(Named object pointing records)
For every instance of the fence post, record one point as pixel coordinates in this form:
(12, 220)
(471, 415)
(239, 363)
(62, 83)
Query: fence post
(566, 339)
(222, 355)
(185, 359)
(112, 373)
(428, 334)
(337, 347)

What you have to do » Rewrite the records so that "fence post" becomes "railing post" everywhere it appears, leaving all other text as it is.

Solution to the problem »
For every instance of the railing post, record one point as pixel coordinates in this form:
(12, 220)
(471, 415)
(239, 363)
(62, 83)
Query: railing post
(566, 339)
(222, 355)
(185, 359)
(112, 373)
(428, 334)
(337, 347)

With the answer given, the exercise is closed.